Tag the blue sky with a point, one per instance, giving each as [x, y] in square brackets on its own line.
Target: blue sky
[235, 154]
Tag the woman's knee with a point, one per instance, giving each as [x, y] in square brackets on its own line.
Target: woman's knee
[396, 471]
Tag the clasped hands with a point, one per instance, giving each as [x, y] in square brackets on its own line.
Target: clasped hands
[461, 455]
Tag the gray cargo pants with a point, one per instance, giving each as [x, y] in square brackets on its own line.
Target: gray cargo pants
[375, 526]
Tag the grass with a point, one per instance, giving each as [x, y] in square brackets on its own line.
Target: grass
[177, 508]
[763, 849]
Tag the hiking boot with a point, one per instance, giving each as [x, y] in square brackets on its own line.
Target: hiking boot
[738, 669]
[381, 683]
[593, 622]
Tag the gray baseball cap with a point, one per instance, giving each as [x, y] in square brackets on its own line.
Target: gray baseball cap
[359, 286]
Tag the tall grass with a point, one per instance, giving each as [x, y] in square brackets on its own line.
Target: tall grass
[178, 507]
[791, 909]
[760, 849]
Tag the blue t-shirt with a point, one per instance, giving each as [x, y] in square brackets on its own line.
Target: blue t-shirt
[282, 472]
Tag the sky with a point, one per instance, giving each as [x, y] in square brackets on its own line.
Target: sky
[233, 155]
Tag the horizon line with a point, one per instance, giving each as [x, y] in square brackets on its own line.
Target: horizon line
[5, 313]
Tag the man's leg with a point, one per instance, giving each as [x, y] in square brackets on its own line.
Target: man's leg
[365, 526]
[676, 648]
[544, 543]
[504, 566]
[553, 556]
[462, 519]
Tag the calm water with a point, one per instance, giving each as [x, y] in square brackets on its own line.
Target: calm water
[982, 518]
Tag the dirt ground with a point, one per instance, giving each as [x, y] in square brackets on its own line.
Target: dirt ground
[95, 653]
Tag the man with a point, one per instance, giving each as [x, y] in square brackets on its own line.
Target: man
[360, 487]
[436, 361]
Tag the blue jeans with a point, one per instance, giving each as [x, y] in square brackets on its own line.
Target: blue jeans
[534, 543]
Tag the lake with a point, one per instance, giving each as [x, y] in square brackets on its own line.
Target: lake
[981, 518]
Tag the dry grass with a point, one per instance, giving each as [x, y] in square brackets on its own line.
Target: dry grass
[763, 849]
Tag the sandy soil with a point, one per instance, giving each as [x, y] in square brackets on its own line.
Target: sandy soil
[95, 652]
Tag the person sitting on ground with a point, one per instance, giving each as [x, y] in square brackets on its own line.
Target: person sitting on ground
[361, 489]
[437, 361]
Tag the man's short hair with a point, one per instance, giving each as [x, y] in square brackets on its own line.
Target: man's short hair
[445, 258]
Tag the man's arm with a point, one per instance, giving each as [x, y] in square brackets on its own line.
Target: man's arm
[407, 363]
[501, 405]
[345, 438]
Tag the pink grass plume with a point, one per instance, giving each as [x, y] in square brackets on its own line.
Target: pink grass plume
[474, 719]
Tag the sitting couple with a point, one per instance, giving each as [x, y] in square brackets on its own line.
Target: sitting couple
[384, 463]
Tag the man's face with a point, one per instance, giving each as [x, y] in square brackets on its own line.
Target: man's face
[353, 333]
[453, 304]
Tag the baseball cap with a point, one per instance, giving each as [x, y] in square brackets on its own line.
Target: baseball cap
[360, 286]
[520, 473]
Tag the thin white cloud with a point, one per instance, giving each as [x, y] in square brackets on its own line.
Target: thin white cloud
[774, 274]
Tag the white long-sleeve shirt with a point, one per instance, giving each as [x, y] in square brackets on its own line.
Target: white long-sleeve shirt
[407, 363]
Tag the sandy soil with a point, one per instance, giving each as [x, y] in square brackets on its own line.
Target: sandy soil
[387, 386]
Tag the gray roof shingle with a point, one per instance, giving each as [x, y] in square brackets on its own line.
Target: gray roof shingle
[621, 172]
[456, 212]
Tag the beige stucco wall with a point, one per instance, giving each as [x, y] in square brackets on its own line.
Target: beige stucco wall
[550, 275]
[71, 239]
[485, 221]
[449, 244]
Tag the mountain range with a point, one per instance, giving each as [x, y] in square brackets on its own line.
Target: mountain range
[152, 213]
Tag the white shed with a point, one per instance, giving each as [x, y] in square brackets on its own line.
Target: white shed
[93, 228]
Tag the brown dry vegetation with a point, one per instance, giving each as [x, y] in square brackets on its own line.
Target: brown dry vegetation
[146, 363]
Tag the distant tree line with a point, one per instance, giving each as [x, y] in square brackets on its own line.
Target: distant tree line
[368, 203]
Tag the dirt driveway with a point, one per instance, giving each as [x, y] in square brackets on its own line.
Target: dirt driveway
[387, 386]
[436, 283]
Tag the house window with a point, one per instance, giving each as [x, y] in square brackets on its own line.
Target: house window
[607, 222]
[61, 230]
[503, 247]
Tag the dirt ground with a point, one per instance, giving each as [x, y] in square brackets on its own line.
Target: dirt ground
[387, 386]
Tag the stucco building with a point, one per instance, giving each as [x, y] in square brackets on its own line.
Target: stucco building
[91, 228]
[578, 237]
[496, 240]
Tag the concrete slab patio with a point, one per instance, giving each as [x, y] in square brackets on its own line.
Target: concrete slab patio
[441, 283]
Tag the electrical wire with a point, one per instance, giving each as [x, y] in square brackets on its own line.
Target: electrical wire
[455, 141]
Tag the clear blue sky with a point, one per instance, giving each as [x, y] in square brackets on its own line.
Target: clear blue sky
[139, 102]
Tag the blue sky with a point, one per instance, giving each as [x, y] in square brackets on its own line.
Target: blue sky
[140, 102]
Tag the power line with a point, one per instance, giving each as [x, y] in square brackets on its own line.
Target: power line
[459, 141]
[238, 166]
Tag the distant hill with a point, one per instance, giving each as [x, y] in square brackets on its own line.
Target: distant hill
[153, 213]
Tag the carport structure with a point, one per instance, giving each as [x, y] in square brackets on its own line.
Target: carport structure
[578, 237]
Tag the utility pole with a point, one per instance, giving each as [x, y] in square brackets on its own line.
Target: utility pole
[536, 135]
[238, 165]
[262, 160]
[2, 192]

● ● ● ● ● ● ●

Exercise goal >>
Reproduce, exactly and with nothing added, the lines from the one that includes "Tag the electrical" through the last line of the material.

Correct result >>
Tag the electrical wire with a point, one per instance, giving each as [x, y] in square brackets on its own line.
Target: electrical wire
[455, 141]
Tag the clear blue sky with a point, one per instance, giving each as [x, y] in square brackets on its own line.
Target: clear blue sky
[139, 102]
Tag the blue sky with a point, one per instance, giving each as [x, y] in square brackets on its own line.
Target: blue sky
[140, 102]
Tag the power line with a point, one per instance, giving each as [x, y] in square brackets on its own line.
Target: power line
[459, 141]
[238, 166]
Tag the distant hill with a point, one per instance, giving each as [x, y] in square brackets on its own line.
Target: distant hill
[153, 213]
Tag the carport structure with a point, one per instance, giving each as [x, y] in square brackets on its own line.
Target: carport structure
[578, 237]
Tag the utility pole with a point, one per instance, giving each as [x, y] in square brackets on its own line.
Target: utility pole
[536, 135]
[238, 165]
[262, 160]
[2, 192]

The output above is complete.